• GIVEN PASSAGE:
------------------------------
Within two years of joining the DA's office in 1992, Hasse got promoted to a felony court. And woe to the defendant who went to trial against him, according to Dallas attorney Ted Steinke, who worked with Hasse in the 1980s at the DA's office.

"He was the consummate prosecutor. He was a great trial lawyer," Steinke said. "He was small in stature, but juries just loved him and he had this aura of believability about him that made him very successful in the courtroom."

Hasse later led the county's Organized Crime Unit, pursuing gambling, narcotics, and gun-running cases.

He left in the late 1980s for private practice, and in 1995, was injured in a small plane crash, but recovered.

Hasse got deeply involved with the Dallas chapter of Mothers Against Drunk Driving (MADD), eventually becoming president.

Suzette Pylant, a victim advocate for MADD, started working with Hasse late last year on a Kaufman County drunk driving case. Dallas County Deputy Constable Guy Farley died in the crash with a driver charged with intoxication manslaughter, and Hasse was the prosecutor.

Pylant said the news of Hasse's death hit hard.

"I just burst into tears," she said. "And I felt like it was him, when I heard it was a prosecutor. I don't know why. But I thought, 'It's Mark.' And then I called a friend over there, and she said it was."

Hasse joined the Kaufman County District Attorney's office in 2010, and former colleagues like Steinke say Hasse enjoyed returning to put bad guys in jail.

But, although rare, Steinke notes there is a risk.

"Prosecutors in the past have gotten death threats, I've gotten death threats in the past," Steinke said. "You take precautions, but something like this does not happen in North Texas."

We're told Hasse's mother still lives in Dallas. He wasn't married.
------------------------------
• DATASET CONTENT:
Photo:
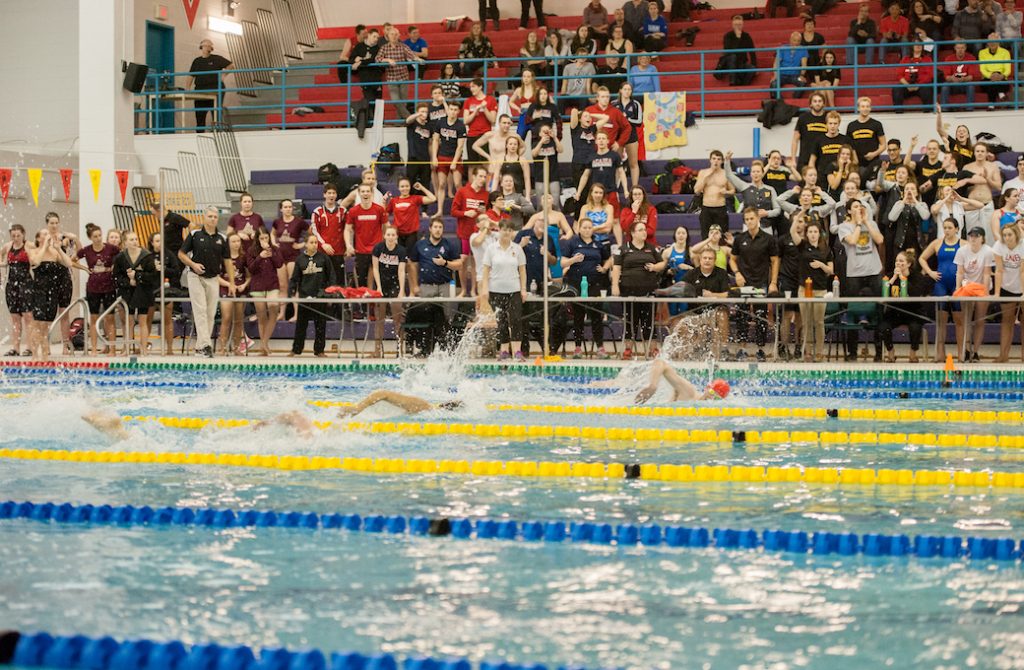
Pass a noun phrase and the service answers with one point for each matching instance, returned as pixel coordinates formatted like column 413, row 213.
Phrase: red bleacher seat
column 683, row 63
------------------------------
• PROBLEM DETAILS: Reproduce the stretch of the Hasse passage from "Suzette Pylant, a" through "death hit hard.", word for word.

• RESULT OF THE EXERCISE:
Suzette Pylant, a victim advocate for MADD, started working with Hasse late last year on a Kaufman County drunk driving case. Dallas County Deputy Constable Guy Farley died in the crash with a driver charged with intoxication manslaughter, and Hasse was the prosecutor.

Pylant said the news of Hasse's death hit hard.